Collected data entries:
● ● ● ● ●
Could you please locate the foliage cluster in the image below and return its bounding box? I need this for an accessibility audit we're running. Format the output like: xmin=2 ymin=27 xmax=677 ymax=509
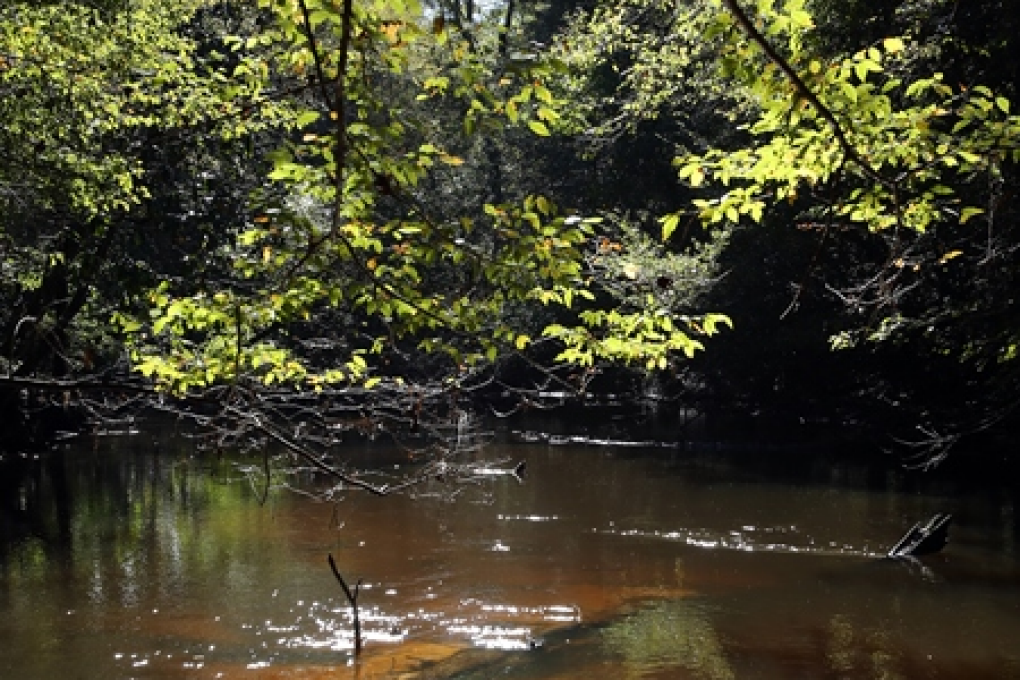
xmin=0 ymin=0 xmax=1020 ymax=462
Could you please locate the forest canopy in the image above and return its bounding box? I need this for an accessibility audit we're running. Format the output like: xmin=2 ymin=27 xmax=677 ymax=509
xmin=0 ymin=0 xmax=1020 ymax=465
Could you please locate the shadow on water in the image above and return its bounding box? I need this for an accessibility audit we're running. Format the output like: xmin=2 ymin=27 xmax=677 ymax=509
xmin=0 ymin=411 xmax=1020 ymax=680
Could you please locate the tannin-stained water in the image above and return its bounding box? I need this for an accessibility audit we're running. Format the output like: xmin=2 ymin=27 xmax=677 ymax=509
xmin=0 ymin=417 xmax=1020 ymax=680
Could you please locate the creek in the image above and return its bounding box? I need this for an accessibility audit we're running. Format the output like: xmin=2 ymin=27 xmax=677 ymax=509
xmin=0 ymin=411 xmax=1020 ymax=680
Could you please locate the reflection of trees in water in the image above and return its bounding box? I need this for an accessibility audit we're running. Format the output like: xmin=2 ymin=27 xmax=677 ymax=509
xmin=603 ymin=599 xmax=736 ymax=680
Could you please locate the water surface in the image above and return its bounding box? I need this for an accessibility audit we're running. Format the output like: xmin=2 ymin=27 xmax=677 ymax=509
xmin=0 ymin=417 xmax=1020 ymax=680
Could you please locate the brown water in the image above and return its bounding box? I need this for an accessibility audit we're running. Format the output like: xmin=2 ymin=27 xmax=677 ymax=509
xmin=0 ymin=415 xmax=1020 ymax=680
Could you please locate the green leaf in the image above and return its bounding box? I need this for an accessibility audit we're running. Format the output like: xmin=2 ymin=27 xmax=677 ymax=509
xmin=527 ymin=120 xmax=549 ymax=137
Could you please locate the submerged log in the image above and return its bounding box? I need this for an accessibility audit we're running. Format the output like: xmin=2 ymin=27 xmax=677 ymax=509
xmin=888 ymin=513 xmax=953 ymax=558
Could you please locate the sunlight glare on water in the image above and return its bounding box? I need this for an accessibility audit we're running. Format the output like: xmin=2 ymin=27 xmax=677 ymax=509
xmin=0 ymin=420 xmax=1020 ymax=680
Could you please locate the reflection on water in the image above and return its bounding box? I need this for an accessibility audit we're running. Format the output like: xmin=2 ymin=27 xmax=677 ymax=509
xmin=0 ymin=415 xmax=1020 ymax=680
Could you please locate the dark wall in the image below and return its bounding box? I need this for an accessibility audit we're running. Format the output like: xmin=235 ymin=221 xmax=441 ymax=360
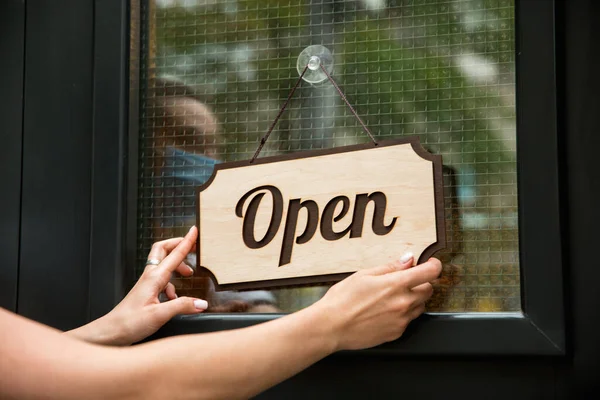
xmin=0 ymin=0 xmax=600 ymax=399
xmin=0 ymin=0 xmax=25 ymax=311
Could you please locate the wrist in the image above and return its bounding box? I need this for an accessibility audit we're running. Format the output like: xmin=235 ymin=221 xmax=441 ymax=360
xmin=303 ymin=300 xmax=343 ymax=354
xmin=66 ymin=313 xmax=129 ymax=346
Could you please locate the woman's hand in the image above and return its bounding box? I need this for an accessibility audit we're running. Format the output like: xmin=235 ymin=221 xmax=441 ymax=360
xmin=314 ymin=255 xmax=442 ymax=350
xmin=67 ymin=227 xmax=208 ymax=346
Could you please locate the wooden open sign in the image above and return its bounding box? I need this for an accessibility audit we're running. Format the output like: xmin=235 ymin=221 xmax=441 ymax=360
xmin=197 ymin=137 xmax=445 ymax=290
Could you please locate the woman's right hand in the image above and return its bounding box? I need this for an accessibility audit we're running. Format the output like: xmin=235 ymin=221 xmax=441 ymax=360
xmin=315 ymin=257 xmax=442 ymax=350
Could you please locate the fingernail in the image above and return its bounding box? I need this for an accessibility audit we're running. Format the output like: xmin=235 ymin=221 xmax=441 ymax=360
xmin=194 ymin=299 xmax=208 ymax=310
xmin=400 ymin=251 xmax=413 ymax=264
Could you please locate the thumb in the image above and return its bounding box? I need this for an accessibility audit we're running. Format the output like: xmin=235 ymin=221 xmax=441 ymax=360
xmin=157 ymin=296 xmax=208 ymax=321
xmin=364 ymin=252 xmax=415 ymax=275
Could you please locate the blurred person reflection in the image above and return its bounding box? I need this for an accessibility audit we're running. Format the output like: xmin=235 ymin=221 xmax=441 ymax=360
xmin=144 ymin=77 xmax=280 ymax=313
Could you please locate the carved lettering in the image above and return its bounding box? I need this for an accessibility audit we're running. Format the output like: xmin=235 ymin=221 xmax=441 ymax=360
xmin=235 ymin=185 xmax=398 ymax=266
xmin=235 ymin=185 xmax=283 ymax=249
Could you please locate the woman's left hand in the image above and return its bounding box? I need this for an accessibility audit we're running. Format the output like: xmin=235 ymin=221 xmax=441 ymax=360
xmin=67 ymin=227 xmax=208 ymax=346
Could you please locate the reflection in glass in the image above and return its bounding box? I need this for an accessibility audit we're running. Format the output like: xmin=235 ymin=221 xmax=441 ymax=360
xmin=138 ymin=0 xmax=520 ymax=312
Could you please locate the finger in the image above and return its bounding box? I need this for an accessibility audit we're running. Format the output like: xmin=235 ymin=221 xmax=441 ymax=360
● ● ● ● ●
What this task involves:
Render every one of the rows above as a numbered list, omitting any blank lines and leaving the pictures out of the answer.

Finished answer:
1. Could you please locate the foliage cluster in the image below and return its bounding box? I need this for an accessibility audit we're running. Format the output like: xmin=2 ymin=27 xmax=677 ymax=509
2. xmin=0 ymin=0 xmax=1020 ymax=462
3. Could you please locate the forest canopy in the image above and return its bounding box? I need this for an accessibility audit we're running. Format the output like: xmin=2 ymin=27 xmax=677 ymax=509
4. xmin=0 ymin=0 xmax=1020 ymax=465
5. Could you please locate the shadow on water in the image above and return its bounding box? I need this for an accessibility audit we're running. Format the output like: xmin=2 ymin=27 xmax=677 ymax=509
6. xmin=0 ymin=411 xmax=1020 ymax=680
7. Could you please locate the tannin-stained water in the image above and return its bounding box? I need this for an accessibility audit we're running. Format the output like: xmin=2 ymin=27 xmax=677 ymax=509
8. xmin=0 ymin=417 xmax=1020 ymax=680
9. Could you please locate the creek in the image above and return its bounding box? I need this for an accessibility audit we're running. Format the output like: xmin=2 ymin=27 xmax=677 ymax=509
10. xmin=0 ymin=411 xmax=1020 ymax=680
11. Could you please locate the reflection of trees in water in the image above and return its bounding box? I need this for an accessibility audit we're running. Format the output like: xmin=2 ymin=27 xmax=677 ymax=509
12. xmin=603 ymin=599 xmax=736 ymax=680
13. Could you please locate the water surface in the image above and return its bounding box? I need this for an accessibility audit we're running. Format the output like: xmin=2 ymin=27 xmax=677 ymax=509
14. xmin=0 ymin=417 xmax=1020 ymax=680
15. Could you please locate the brown water in the image above and return its bounding box? I need this for an accessibility audit we're running. Format the output like: xmin=2 ymin=27 xmax=677 ymax=509
16. xmin=0 ymin=415 xmax=1020 ymax=680
17. Could you please locate the green leaf in the image above and return its bounding box? I need this for an accessibility audit we're running. Format the output like: xmin=2 ymin=27 xmax=677 ymax=509
18. xmin=527 ymin=120 xmax=549 ymax=137
19. Could you please locate the submerged log in the image above and return its bounding box? I need this for an accessibility audit we're running. Format the output like: xmin=2 ymin=27 xmax=677 ymax=509
20. xmin=888 ymin=513 xmax=953 ymax=558
21. Could you please locate the sunlight glare on water in the image above and return its bounding box? I need this for an accessibility audit we're running. Format the output like: xmin=2 ymin=27 xmax=677 ymax=509
22. xmin=0 ymin=420 xmax=1020 ymax=680
23. Could you please locate the reflection on water in the image above and return its bounding box? I need this for an accessibility audit we're running. Format the output like: xmin=2 ymin=27 xmax=677 ymax=509
24. xmin=0 ymin=415 xmax=1020 ymax=680
25. Could you please locate the dark wall in the image below and return its bounding box? I need this for an accessibility audit we're running. Format the output like: xmin=235 ymin=221 xmax=441 ymax=360
26. xmin=0 ymin=0 xmax=600 ymax=399
27. xmin=0 ymin=0 xmax=25 ymax=311
28. Could you please locate the wrist in the image above and return its bounding box? I need this for an accessibility audit we're running. Format the output like: xmin=235 ymin=221 xmax=441 ymax=360
29. xmin=303 ymin=300 xmax=343 ymax=354
30. xmin=66 ymin=313 xmax=129 ymax=346
31. Could you please locate the woman's hand in the image above and return its bounding box? I need this for an accessibility audit we're running. Format the output like: xmin=235 ymin=221 xmax=441 ymax=360
32. xmin=314 ymin=255 xmax=442 ymax=350
33. xmin=67 ymin=227 xmax=208 ymax=346
34. Could you please locate the wooden open sign in the image above and return its bounding box? I need this for an accessibility audit we're running. Format the output like: xmin=235 ymin=221 xmax=441 ymax=360
35. xmin=197 ymin=137 xmax=445 ymax=290
36. Could you please locate the woman's right hand in the image above and return its bounding box? I need this for an accessibility audit we're running. Format the output like: xmin=235 ymin=221 xmax=441 ymax=360
37. xmin=315 ymin=257 xmax=442 ymax=350
38. Could you please locate the fingernail in the image above and return its bounding box? I need this for an accessibility audit we're running. Format the output like: xmin=235 ymin=221 xmax=441 ymax=360
39. xmin=194 ymin=299 xmax=208 ymax=310
40. xmin=400 ymin=251 xmax=413 ymax=264
41. Could you please locate the thumb in the image above and return its bounding box? I need this for an accessibility audit we're running. Format the output like: xmin=235 ymin=221 xmax=441 ymax=360
42. xmin=157 ymin=296 xmax=208 ymax=321
43. xmin=364 ymin=252 xmax=415 ymax=275
44. Could you please locate the blurred person reflection in the image above and return its bounding box? I need this for an accessibility audit we're running. Format the output like: xmin=235 ymin=221 xmax=441 ymax=360
45. xmin=144 ymin=77 xmax=280 ymax=313
46. Could you please locate the carved lettering in the image above and return its bounding box? I need this for an accessibility audit we're running. Format the output like: xmin=235 ymin=221 xmax=441 ymax=360
47. xmin=235 ymin=185 xmax=398 ymax=266
48. xmin=235 ymin=185 xmax=283 ymax=249
49. Could you please locate the woman's left hand in the image above and return its bounding box? I need this for an accessibility audit we're running. Format the output like: xmin=235 ymin=221 xmax=441 ymax=360
50. xmin=67 ymin=227 xmax=208 ymax=346
51. Could you please locate the reflection in glass in the image above and return its bounding box? I need this for an accessibility audit we're running. Format the output like: xmin=235 ymin=221 xmax=441 ymax=360
52. xmin=138 ymin=0 xmax=520 ymax=312
53. Could you please locate the finger in the image above and return its bounding box? I need this for an accessibility audit we're running. Format the output like: xmin=235 ymin=221 xmax=441 ymax=360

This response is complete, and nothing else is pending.